## EXERCISE
Your task is to copy the records that follow exactly, minus any images.

═══ MATERIAL FOR THIS EXERCISE

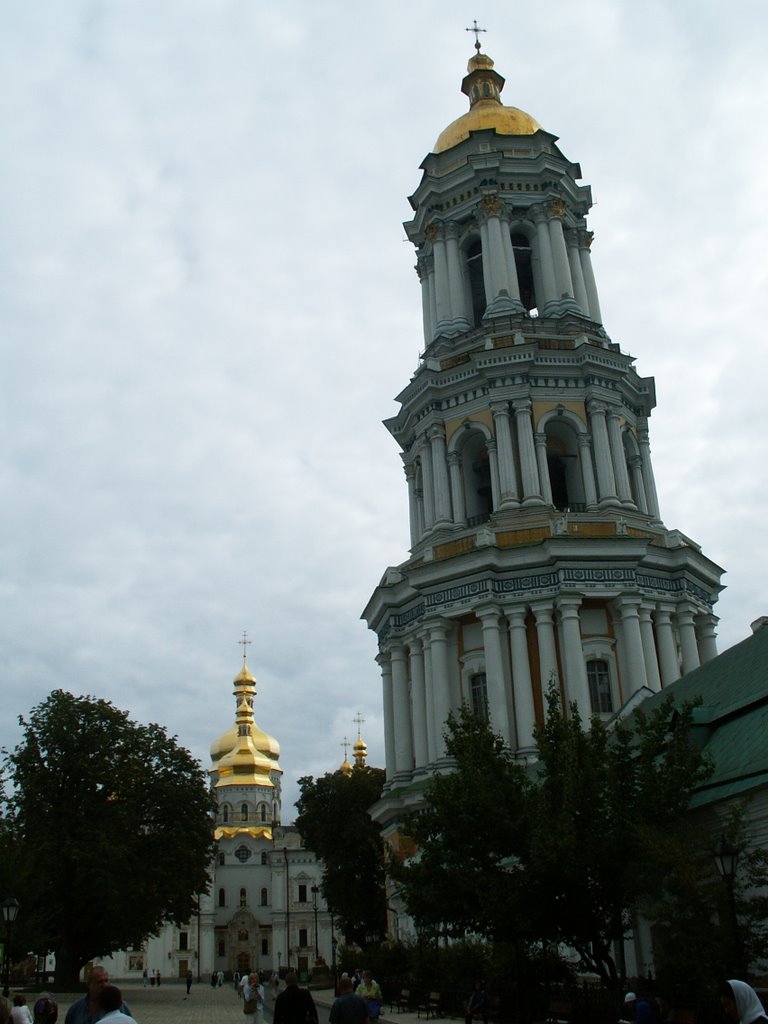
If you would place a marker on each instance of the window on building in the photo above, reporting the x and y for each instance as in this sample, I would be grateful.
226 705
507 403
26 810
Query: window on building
476 283
598 678
478 695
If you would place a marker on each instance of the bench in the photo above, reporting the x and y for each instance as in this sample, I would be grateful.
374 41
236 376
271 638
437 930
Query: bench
401 1001
430 1006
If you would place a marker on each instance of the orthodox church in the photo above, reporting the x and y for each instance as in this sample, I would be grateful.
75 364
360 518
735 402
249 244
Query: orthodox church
539 556
264 909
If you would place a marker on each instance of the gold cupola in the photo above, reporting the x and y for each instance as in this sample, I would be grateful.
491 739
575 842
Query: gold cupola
483 86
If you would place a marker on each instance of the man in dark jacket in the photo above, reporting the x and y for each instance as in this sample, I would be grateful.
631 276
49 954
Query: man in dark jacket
294 1005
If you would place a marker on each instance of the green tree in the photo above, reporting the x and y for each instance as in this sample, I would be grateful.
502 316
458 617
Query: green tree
565 850
333 820
113 822
469 837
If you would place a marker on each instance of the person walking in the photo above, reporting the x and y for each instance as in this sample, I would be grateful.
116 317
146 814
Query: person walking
294 1005
88 1010
348 1008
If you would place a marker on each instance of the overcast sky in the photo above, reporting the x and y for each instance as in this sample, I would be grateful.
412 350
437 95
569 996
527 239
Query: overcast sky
207 307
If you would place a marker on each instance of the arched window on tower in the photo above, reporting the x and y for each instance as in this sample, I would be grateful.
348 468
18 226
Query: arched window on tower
478 495
564 468
524 267
476 282
478 695
598 678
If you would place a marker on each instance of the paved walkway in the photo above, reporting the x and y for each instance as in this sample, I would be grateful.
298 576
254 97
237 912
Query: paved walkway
170 1005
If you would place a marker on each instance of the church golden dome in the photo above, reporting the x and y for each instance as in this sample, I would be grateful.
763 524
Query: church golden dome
483 87
245 753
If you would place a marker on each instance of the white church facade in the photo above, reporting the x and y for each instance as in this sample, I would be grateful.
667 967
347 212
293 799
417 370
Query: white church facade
538 555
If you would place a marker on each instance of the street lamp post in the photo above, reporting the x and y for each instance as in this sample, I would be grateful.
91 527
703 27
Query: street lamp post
10 909
726 859
314 892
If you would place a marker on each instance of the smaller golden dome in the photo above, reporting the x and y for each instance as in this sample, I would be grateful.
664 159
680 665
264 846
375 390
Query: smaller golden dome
483 86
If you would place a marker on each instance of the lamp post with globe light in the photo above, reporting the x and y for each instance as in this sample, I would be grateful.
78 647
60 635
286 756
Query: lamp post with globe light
10 909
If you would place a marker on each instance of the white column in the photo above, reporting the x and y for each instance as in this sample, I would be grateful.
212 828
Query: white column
687 632
605 479
497 687
541 459
457 488
419 702
577 273
494 466
429 695
589 275
648 480
546 263
545 632
530 487
637 481
425 454
440 683
619 457
513 284
386 685
422 268
634 660
412 508
559 253
403 750
439 475
668 660
521 682
442 290
652 675
707 633
456 283
576 670
506 456
588 470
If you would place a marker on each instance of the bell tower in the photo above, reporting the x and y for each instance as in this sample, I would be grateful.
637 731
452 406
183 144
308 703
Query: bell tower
538 550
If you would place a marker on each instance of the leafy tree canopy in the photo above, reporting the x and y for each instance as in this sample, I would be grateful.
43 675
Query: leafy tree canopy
112 825
563 850
333 820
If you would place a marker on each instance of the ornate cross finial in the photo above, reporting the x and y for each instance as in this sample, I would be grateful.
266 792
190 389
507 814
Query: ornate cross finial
477 33
244 643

══════

## SOLUTION TO THIS EXERCISE
If you would place a marker on each instance of the window on building in the photo above, reporting the x and y for each instance as in this sample, I would be grateful.
226 705
507 403
26 810
Query: window on building
476 283
598 678
478 695
If you would place a marker on each instance of the bench in the photo above, reporting the x and y for each instance as in this sample, I would be grateful.
374 41
236 376
271 638
437 930
Query: bench
401 1001
430 1006
If you would place a marker on each instance of the orthodox church in the photo above, reporting the x and y for each instance as in this sample, I would be grateful.
75 364
360 518
735 402
249 244
Query: orthodox church
539 556
264 909
If you would place a marker on each instance of the gold cupola in the photo above, reporting the x and y for each instance as in this sample, I would be grateful.
491 739
575 842
Query: gold cupola
483 86
If you would place a marker on each instance of the man in dark jacket in the photo above, reporting the x and y for each instance as in this sample, I would be grateful.
631 276
49 954
Query: man in dark jacket
294 1005
If you would place a marker on each instance of the green tree in the photo above, reporting the x and y for each instance as in this sample, I would be grateful.
502 316
458 617
Query: green tree
565 850
333 820
113 822
469 837
If you would place a marker on each instance of the person walking in the photo above, reporting the x and y for each instance as in this sample, I would be grateful.
116 317
146 814
Query: person walking
294 1005
88 1010
348 1008
If you would place a marker on each instance of the overcast sky in the photo above, reporting the x and y for each instance as in this sample, I would be grateful.
412 350
437 95
569 996
527 239
Query: overcast sky
207 307
If you would place a marker on each instance of the arched window on tower in the photo above, reporting the x and y for each instance as in this sample, I would be grateful.
348 468
18 226
Query: arched window on tower
478 495
564 468
524 267
476 282
478 695
598 678
If you would place a marker on each instance of the paved walkway in the photo above, reporting the x and y for each instance as in this sample, I would be grateful.
298 576
254 97
237 912
Query: paved walkway
170 1005
If you would place a marker on each instance of the church golden dome in the photo above, reporting the x and y for each instance as in this sample, I would be grateful.
763 524
Query: church golden dome
483 87
245 753
If you would place a marker on each instance of the white church facade in the photo above, reporting the x and y for each instance as in this sample, I would be grateful.
667 967
347 212
293 799
417 370
Query: white church facade
538 555
If you would place a marker on each instance of the street lamp post in the photo above, reporting the x and y for each instance as in this sample, I would be grateful.
91 527
703 27
Query: street lamp post
10 909
726 859
314 892
If you would place a marker on each instance of the smaller golden dome in the photo above, reporting the x and y for each instance as in this sample, I would be grateful.
664 159
680 665
264 846
375 390
Query: smaller golden dome
483 86
If you would place a marker on each instance of the lamp post with globe light in the photo above, reporting the x and y for each instance as in this sample, I would be grateful.
78 647
60 635
286 756
Query: lamp post with globe light
10 909
If you would place a marker on each instance of the white column in the photo above, reporting the x and y for each instance as in this sample, I would be grateful.
212 828
Query: white column
687 632
605 479
497 687
541 459
457 488
419 702
577 273
494 466
429 695
589 275
648 480
546 263
545 632
530 487
637 481
425 454
440 683
619 457
513 284
386 685
422 268
634 660
412 508
559 253
403 750
439 475
668 660
521 682
442 290
652 675
707 633
456 283
576 670
506 456
588 470
If you would place a marker on each instance of the bell tower in the photo above, reporting the x and y for each instance as in this sample, I would be grateful.
637 731
452 406
183 144
308 703
Query: bell tower
538 550
If you would place a marker on each instance of the leafy tree canopy in the photo above, reporting the x and y for each instance as in this sample, I would be grateful.
43 675
Query: leafy tree canopy
112 825
563 850
333 820
If you would place a marker on each instance of the ornate cross finial in the photo above, reporting the x and y for each instance as in this sample, I would be grateful.
266 792
190 389
507 814
Query: ornate cross finial
477 33
244 643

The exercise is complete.